### 文書抜粋
━━━━━━━━

企業内大学とは?設立のメリットやポイントを企業事例とともに解説
人材育成に力を入れている企業が設立する「企業内大学」が注目されています。アメリカの主要企業からはじまり、現在では国内企業も企業内大学を開設しています。本記事では、企業内大学の概要と設立のメリットやポイントを企業事例とともに解説します。
- 01.企業内大学とは?社内研修との違い
- 02.企業内大学を設立する際のメリット
- 03.企業内大学を設立する際のデメリット
- 04.企業内大学を設立する際のポイント
- 05.企業内大学の企業事例
- 06.まとめ
01企業内大学とは?社内研修との違い
企業内大学とは、企業が社内に設置する研修制度の一種で、社員が自主的に学ぶ場を与える制度のことです。本項では、企業内大学の概要と、一般的な社内研修との違いを解説します。

━━━━━━━━

(データソースからの項目)
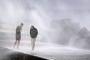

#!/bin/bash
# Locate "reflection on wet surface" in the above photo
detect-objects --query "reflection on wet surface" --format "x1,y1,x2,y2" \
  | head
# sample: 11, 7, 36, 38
8, 52, 47, 60
0, 47, 47, 60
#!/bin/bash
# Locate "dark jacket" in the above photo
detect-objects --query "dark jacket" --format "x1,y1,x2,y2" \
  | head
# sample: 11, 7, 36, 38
30, 27, 38, 38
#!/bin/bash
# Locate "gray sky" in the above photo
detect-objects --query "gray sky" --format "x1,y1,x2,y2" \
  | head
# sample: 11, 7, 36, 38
0, 0, 90, 30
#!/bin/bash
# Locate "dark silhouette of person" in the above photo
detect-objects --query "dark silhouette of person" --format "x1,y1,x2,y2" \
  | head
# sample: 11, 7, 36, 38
30, 26, 38, 50
14, 23, 23, 48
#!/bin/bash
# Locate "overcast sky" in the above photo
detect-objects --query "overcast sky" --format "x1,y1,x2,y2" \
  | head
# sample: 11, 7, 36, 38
0, 0, 90, 29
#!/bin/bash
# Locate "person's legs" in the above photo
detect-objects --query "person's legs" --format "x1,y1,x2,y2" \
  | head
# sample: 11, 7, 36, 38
31, 38, 36, 50
14, 40, 18, 47
17, 40, 20, 48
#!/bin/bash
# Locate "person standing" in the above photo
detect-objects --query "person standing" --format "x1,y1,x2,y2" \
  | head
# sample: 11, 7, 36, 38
30, 26, 38, 50
14, 23, 23, 48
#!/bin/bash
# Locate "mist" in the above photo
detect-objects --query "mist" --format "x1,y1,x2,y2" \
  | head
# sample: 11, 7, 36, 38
0, 0, 90, 49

━━━━━━━━

### 課題
企業内大学の記事の「企業内大学とは?設立のメリットやポイントを企業事例とともに解説」から「内研修との違いを解説します。」までを、一字も変えずに書き写してください。

### 解答
企業内大学とは?設立のメリットやポイントを企業事例とともに解説
人材育成に力を入れている企業が設立する「企業内大学」が注目されています。アメリカの主要企業からはじまり、現在では国内企業も企業内大学を開設しています。本記事では、企業内大学の概要と設立のメリットやポイントを企業事例とともに解説します。
- 01.企業内大学とは?社内研修との違い
- 02.企業内大学を設立する際のメリット
- 03.企業内大学を設立する際のデメリット
- 04.企業内大学を設立する際のポイント
- 05.企業内大学の企業事例
- 06.まとめ
01企業内大学とは?社内研修との違い
企業内大学とは、企業が社内に設置する研修制度の一種で、社員が自主的に学ぶ場を与える制度のことです。本項では、企業内大学の概要と、一般的な社内研修との違いを解説します。